### Task goal
Give the listing below again exactly, but without any of its pictures.

*** Supplied records Section Begins ***

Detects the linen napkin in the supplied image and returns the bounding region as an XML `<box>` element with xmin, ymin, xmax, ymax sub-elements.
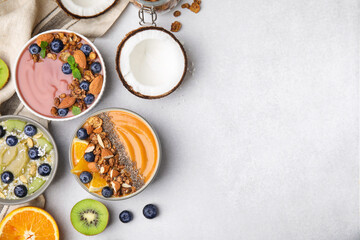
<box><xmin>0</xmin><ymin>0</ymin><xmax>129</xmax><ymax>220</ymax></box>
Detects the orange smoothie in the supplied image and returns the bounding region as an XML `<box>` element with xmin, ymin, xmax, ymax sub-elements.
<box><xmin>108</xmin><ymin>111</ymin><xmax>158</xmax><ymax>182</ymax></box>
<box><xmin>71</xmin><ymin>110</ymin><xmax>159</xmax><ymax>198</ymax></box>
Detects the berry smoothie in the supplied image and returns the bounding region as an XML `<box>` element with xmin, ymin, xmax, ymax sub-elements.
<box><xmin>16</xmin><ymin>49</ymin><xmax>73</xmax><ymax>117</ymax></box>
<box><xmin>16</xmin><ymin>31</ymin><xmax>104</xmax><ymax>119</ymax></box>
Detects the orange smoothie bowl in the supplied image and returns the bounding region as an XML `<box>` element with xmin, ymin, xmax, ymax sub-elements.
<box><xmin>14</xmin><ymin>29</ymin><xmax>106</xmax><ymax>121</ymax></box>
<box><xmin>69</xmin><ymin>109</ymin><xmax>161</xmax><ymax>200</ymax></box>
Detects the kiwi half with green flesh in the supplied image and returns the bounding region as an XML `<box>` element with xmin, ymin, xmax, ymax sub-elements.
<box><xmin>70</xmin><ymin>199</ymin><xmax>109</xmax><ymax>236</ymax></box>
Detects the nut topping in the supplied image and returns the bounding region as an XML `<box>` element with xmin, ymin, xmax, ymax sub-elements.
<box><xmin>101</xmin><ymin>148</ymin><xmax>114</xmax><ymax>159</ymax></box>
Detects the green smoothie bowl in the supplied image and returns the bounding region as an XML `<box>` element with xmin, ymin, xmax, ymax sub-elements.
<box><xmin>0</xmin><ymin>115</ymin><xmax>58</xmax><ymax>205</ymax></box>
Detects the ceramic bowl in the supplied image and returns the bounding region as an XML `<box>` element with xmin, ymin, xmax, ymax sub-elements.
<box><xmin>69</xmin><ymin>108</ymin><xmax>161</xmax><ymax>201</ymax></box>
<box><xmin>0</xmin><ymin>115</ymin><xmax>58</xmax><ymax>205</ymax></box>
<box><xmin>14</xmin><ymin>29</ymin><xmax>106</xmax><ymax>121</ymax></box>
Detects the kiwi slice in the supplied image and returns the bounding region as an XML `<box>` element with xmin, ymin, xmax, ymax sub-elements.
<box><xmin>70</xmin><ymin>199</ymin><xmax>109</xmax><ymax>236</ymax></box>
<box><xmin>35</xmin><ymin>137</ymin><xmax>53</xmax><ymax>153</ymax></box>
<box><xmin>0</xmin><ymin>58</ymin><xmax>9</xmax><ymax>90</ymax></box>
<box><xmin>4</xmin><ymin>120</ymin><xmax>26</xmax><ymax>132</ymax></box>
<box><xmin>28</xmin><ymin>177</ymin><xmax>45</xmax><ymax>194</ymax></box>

*** Supplied records Section Ends ***

### Answer for this exercise
Detects the linen napkin in the supplied image and returns the bounding region as an XML `<box>` element with xmin, ymin, xmax, ymax sub-elements.
<box><xmin>0</xmin><ymin>0</ymin><xmax>129</xmax><ymax>220</ymax></box>
Detects the orange smoothie in the supplied image and returns the bounding region as an XML `<box>` element with xmin, ymin, xmax, ymax sub-elements.
<box><xmin>108</xmin><ymin>111</ymin><xmax>158</xmax><ymax>182</ymax></box>
<box><xmin>71</xmin><ymin>110</ymin><xmax>159</xmax><ymax>198</ymax></box>
Detects the berry smoothie in the supplied image and returns the bounding region as an XML `<box>` element with xmin, ymin, xmax, ymax sub-elements.
<box><xmin>16</xmin><ymin>49</ymin><xmax>73</xmax><ymax>117</ymax></box>
<box><xmin>16</xmin><ymin>31</ymin><xmax>104</xmax><ymax>119</ymax></box>
Detects the orange smoothie bowl in the supplied image and returns the bounding region as an XML `<box>` element with xmin, ymin, xmax, ymax sub-elements.
<box><xmin>14</xmin><ymin>29</ymin><xmax>106</xmax><ymax>121</ymax></box>
<box><xmin>69</xmin><ymin>109</ymin><xmax>161</xmax><ymax>200</ymax></box>
Detects the kiwi half with green flesh in the supplied image and returns the bounding region as an XML `<box>` element with xmin, ymin, xmax, ymax sub-elements.
<box><xmin>70</xmin><ymin>199</ymin><xmax>109</xmax><ymax>236</ymax></box>
Detects the nut topping in the supplied image and returns the bounding region as an XML `<box>` element with xmin, ymin, xmax, ymax sub-elements.
<box><xmin>101</xmin><ymin>148</ymin><xmax>114</xmax><ymax>159</ymax></box>
Detects the green smoothie bowl in the supplied image and returns the bounding region as an XML `<box>` element with xmin, ymin, xmax, ymax sub-elements.
<box><xmin>0</xmin><ymin>115</ymin><xmax>58</xmax><ymax>205</ymax></box>
Detects the ceramic bowl in the supplied image and returns the bounding region as an XML `<box>` element with xmin, ymin, xmax, ymax sub-elements.
<box><xmin>69</xmin><ymin>108</ymin><xmax>161</xmax><ymax>201</ymax></box>
<box><xmin>0</xmin><ymin>115</ymin><xmax>58</xmax><ymax>205</ymax></box>
<box><xmin>14</xmin><ymin>29</ymin><xmax>106</xmax><ymax>121</ymax></box>
Detects the kiwi slice in the supplied image and returns the bounding region as an XML `<box>` element with xmin, ymin, xmax, ymax sub-elements.
<box><xmin>70</xmin><ymin>199</ymin><xmax>109</xmax><ymax>236</ymax></box>
<box><xmin>35</xmin><ymin>137</ymin><xmax>53</xmax><ymax>153</ymax></box>
<box><xmin>0</xmin><ymin>58</ymin><xmax>9</xmax><ymax>90</ymax></box>
<box><xmin>4</xmin><ymin>120</ymin><xmax>26</xmax><ymax>132</ymax></box>
<box><xmin>28</xmin><ymin>177</ymin><xmax>45</xmax><ymax>194</ymax></box>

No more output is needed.